◆ Énoncé du problème ◆
Recopiez mot pour mot le passage de la tribune sur la loi spéciale qui commence par « Tribune libre 21 » et se termine par « dans la population. ».

◆ Texte source ◆
####################
Une gigantesque mascarade de la part d'un gouvernement immoral et illégitime ...

Déjà le mouvement étudiant appelle à relancer la mobilisation. Appuyons-les !

Tribune libre 21 mai 2012


C'est maintenant officiel: il y aura une loi spéciale qui sera déposée par le gouvernement Charest pour essayer de casser par la force le mouvement étudiant. On ne sait pas encore si le dépôt se fera demain, jeudi 17 mai, ou après demain, mais cela sera fait.
Mardi, c'étaient les grandes manoeuvres théatrales de la part de ce gouvernement. Celle qui devait annoncer sa démission comme vice-première ministre et ministre de l'éducation, de même que comme députée, madame Beauchamp, disait vouloir ainsi faire faire "une concession ultime", en espérant que cela soit aussi reçu comme une sorte d'électro-choc dans la population.
Celle qui allait toute de suite après la remplacer, madame Courchesne, affirmait tout de go, le même jour, vouloir maintenir le dialogue avec les étudiants.
Et puis, hier, 16 mai, on apprenait finalement que le gouvernement Charest s'apprêterait à faire adopter une loi spéciale pour, dans un premier temps, "interdire la désobéissance civile", et ensuite pour forcer les professeurs à accepter de manière unilatérale des changements à leurs calendrier de cours, de manière à sauver la session scolaire actuelle, alors que c'est le gouvernement qui, par ses gestes et son entêtement au delà de toute logique, l'a mis en péril. La session, dans les établissements touchés par la grève, serait d'ici là suspendue.
En partant, un constat s'impose. Comment un gouvernement peut-il en effet "interdire la désobéissance civile" ? On ne connaît pas encore les modalités de la loi à cette égard, D'entrée de jeu, il y a de toute manière un non sens. Par définition, la désobéissance civile consiste précisément à refuser de suivre les règles fixées par un gouvernement qui, de part ses gestes et actions, se met lui-même dans une situation d'extrême illégitimité. C'est un droit fondamental, appartenant à tous les peuples, nulle part véritablement reconnu dans les Constitutions, mais qui ne saurait en même temps se voir interdit. Ce n'est pas quelque chose qu'on peut encadrer ou interdire d'un point de vue légal; c'est un droit qui se prend. Dans la rue. Et un point c'est tout ! Et Jean Charest pourra bien décréter tout ce qu'il veut, cela ne changera rien quant au fond.
Mais passons outre à cette autre incohérence extrême. C'est le genre de choses que ce gouvernement se plait de plus en plus à collectionner par les temps qui courent.
J'ai pour ma part le très net sentiment que tous les événements d'hier n'étaient au fond qu'une gigantesque mascarade. Se pourrait-il que le remplacement de Line Beauchamp par Michèle Courchesne n'ait finalement été organisé que pour mieux couvrir un éventuel retour de madame Beauchamp, le jour où Jean Charest sera forcément battu, lors des prochaines élections, et qu'il faudra bien qu'il y ait des prétendants à sa succession, à la tête du parti libéral ?
####################
Entrées avec boîtes englobantes
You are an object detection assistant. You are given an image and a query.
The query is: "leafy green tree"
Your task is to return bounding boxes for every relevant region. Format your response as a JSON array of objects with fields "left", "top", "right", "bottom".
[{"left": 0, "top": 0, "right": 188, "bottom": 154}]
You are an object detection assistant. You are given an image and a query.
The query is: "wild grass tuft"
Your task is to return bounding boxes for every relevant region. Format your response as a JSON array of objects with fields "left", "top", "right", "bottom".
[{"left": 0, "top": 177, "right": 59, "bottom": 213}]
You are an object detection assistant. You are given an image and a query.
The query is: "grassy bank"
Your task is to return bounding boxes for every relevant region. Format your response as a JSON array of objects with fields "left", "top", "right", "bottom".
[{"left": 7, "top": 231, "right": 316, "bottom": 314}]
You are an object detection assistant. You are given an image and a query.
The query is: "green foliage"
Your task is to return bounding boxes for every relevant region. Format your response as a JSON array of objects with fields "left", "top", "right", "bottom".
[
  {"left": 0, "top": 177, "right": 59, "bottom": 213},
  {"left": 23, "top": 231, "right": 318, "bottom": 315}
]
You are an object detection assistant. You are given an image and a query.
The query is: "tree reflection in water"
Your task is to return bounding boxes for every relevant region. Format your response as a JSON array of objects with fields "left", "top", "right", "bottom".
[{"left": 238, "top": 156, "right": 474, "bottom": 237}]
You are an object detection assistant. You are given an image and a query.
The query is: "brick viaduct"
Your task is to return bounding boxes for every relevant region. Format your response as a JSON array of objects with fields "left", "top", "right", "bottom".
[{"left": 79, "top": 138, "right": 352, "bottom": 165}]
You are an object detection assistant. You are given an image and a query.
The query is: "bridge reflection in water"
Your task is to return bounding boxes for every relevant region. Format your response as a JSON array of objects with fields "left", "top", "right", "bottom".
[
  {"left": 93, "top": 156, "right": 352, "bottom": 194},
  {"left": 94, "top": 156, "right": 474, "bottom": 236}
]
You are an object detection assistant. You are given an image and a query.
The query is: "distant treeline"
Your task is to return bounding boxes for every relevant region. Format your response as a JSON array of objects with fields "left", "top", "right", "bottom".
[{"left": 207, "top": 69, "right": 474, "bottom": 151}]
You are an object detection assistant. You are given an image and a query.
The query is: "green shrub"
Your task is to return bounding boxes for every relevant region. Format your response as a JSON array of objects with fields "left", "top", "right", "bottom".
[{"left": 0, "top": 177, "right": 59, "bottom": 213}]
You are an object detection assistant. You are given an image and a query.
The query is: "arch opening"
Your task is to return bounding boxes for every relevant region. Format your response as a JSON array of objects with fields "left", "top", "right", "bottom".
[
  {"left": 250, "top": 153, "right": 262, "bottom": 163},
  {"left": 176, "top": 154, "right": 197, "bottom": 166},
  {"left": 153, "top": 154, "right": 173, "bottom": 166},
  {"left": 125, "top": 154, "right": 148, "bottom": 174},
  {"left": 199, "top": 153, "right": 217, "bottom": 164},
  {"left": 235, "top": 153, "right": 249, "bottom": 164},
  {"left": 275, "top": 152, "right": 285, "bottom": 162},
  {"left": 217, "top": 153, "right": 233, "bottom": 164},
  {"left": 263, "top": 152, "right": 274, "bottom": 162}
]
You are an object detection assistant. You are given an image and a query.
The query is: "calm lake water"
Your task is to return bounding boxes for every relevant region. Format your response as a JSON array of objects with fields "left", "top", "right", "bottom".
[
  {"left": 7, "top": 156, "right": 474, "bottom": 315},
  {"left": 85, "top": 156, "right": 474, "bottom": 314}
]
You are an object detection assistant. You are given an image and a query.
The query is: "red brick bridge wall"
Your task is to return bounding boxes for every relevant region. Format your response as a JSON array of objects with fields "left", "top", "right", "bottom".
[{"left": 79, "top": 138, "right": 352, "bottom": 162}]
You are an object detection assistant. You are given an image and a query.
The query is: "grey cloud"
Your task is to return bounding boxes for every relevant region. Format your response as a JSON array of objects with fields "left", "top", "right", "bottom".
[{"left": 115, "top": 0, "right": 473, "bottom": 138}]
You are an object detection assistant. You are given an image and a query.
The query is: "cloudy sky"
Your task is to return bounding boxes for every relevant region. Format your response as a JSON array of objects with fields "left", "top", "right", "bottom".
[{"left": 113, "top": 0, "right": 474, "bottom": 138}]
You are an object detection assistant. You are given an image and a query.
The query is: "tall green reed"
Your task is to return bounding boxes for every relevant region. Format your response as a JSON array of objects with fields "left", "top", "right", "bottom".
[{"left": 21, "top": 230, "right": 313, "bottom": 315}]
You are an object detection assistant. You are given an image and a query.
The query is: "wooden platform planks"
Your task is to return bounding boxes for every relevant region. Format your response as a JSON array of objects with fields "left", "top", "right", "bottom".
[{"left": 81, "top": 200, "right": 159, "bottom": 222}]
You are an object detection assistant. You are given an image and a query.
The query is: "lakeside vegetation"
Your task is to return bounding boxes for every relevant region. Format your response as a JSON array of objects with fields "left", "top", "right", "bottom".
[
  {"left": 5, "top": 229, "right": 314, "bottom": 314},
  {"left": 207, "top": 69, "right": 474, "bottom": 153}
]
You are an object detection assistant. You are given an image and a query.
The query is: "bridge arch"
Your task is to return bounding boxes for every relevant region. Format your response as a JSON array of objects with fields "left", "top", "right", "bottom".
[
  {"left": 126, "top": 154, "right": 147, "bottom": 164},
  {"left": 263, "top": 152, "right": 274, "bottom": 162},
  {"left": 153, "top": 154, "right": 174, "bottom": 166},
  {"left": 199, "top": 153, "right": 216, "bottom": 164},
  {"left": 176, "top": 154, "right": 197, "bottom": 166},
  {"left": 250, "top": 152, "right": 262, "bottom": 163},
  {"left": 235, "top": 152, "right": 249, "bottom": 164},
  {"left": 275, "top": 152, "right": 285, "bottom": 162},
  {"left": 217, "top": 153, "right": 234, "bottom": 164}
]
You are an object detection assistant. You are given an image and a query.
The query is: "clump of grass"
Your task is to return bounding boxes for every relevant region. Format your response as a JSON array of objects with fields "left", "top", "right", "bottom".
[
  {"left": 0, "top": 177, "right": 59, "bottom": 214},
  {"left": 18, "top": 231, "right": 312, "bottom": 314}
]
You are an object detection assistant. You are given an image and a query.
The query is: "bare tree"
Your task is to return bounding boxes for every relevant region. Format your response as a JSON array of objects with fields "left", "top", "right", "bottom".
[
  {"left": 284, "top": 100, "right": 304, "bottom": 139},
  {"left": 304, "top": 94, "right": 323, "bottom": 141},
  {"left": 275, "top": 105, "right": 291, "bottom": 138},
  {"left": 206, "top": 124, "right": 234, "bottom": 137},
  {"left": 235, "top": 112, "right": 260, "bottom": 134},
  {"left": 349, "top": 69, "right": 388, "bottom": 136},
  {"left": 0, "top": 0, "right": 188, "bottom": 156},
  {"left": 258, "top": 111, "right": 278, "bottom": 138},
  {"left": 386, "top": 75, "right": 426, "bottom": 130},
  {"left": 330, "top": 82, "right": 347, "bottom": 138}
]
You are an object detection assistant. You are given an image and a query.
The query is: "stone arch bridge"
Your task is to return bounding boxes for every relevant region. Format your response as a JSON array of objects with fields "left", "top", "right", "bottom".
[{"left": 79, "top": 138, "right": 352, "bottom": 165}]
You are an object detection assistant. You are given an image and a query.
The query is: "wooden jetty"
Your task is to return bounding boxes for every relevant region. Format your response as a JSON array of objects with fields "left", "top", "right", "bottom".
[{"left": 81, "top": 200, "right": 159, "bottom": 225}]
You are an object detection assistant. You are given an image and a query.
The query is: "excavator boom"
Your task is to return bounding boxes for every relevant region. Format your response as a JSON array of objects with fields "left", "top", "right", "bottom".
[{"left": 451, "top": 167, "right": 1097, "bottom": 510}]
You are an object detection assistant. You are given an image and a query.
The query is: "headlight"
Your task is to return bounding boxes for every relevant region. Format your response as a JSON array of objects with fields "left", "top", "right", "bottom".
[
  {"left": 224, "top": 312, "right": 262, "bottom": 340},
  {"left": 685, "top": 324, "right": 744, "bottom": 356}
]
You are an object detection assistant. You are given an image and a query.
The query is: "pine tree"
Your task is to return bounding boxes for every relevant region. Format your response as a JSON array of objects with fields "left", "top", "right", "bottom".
####################
◆ Réponse à l'exercice ◆
Tribune libre 21 mai 2012


C'est maintenant officiel: il y aura une loi spéciale qui sera déposée par le gouvernement Charest pour essayer de casser par la force le mouvement étudiant. On ne sait pas encore si le dépôt se fera demain, jeudi 17 mai, ou après demain, mais cela sera fait.
Mardi, c'étaient les grandes manoeuvres théatrales de la part de ce gouvernement. Celle qui devait annoncer sa démission comme vice-première ministre et ministre de l'éducation, de même que comme députée, madame Beauchamp, disait vouloir ainsi faire faire "une concession ultime", en espérant que cela soit aussi reçu comme une sorte d'électro-choc dans la population.